• _About this task_
Once you reach the end of the data, transcribe all of it exactly.

═════ Source information ═════

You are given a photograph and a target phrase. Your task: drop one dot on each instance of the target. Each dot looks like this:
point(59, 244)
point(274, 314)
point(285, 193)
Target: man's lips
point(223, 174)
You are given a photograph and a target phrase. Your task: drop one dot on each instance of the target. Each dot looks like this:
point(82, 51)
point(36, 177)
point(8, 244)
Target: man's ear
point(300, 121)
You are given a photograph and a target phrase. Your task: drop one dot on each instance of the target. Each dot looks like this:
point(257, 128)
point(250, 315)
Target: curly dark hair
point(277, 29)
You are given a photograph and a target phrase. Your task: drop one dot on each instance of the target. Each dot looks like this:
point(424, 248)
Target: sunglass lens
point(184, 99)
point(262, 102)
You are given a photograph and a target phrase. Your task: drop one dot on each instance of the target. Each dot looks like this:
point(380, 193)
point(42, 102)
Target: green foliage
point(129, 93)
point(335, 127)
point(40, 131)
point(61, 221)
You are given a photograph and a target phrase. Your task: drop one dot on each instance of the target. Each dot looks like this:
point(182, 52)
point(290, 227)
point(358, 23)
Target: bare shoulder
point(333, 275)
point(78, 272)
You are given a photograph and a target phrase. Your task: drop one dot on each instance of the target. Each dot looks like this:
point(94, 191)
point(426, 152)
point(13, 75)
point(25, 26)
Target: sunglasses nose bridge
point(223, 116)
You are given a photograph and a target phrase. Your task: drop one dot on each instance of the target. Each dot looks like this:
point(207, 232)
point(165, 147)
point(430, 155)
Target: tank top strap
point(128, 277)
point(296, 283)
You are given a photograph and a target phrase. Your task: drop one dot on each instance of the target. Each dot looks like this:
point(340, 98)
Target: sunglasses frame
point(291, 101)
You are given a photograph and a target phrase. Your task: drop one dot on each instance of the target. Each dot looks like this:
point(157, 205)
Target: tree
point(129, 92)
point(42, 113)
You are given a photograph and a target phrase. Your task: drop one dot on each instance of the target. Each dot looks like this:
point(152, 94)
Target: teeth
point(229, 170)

═════

• _Finished task_
You are given a photograph and a target phrase. Your task: drop one dot on each instance of the target. Each dot looks like this:
point(59, 244)
point(274, 314)
point(285, 193)
Target: man's lips
point(223, 174)
You are given a photograph and a target phrase. Your task: drop one dot on each instance of the target. Each dot looks like this:
point(82, 51)
point(36, 177)
point(8, 244)
Target: man's ear
point(300, 121)
You are given a photograph and a target phrase. Your task: drop one dot on each instance of the target. Each dot looks like this:
point(257, 128)
point(250, 315)
Target: curly dark hair
point(277, 29)
You are given a photograph and a target phrase. Your task: drop one dot on each instance of the target. Each dot looks like this:
point(424, 248)
Target: sunglass lens
point(184, 99)
point(262, 102)
You are given a photograph and a target phrase. Your task: drop one dot on each instance of the target. Each dot looks like this:
point(380, 193)
point(42, 102)
Target: green foliage
point(129, 93)
point(335, 127)
point(40, 131)
point(61, 221)
You are given a photograph and a target phrase. Your task: drop one dot on each instance of the target. Each dot looks like this:
point(182, 52)
point(290, 227)
point(358, 23)
Target: bare shoulder
point(333, 275)
point(78, 272)
You are given a photograph and a target phrase. Your task: drop one dot on each instance of the target. Each dot looks like this:
point(94, 191)
point(426, 152)
point(13, 75)
point(25, 26)
Target: sunglasses nose bridge
point(223, 116)
You are given a photograph and a target phrase. Your task: drop one dot on each instance of the target. Each dot looks like this:
point(207, 232)
point(165, 147)
point(430, 155)
Target: tank top strap
point(128, 277)
point(296, 283)
You are given a photograph and a target phrase. Your task: drop one dot on each instance of the target. Each dot looks like this:
point(340, 98)
Target: sunglasses frame
point(291, 101)
You are given a photograph and a target phrase. Your task: drop one dot on each instance of the target. Each dot looks like this:
point(157, 205)
Target: tree
point(129, 92)
point(42, 113)
You are given a photograph and a target phrase. Your task: drop one dot on each instance of the target. Each dot looks like this:
point(152, 94)
Target: teeth
point(229, 170)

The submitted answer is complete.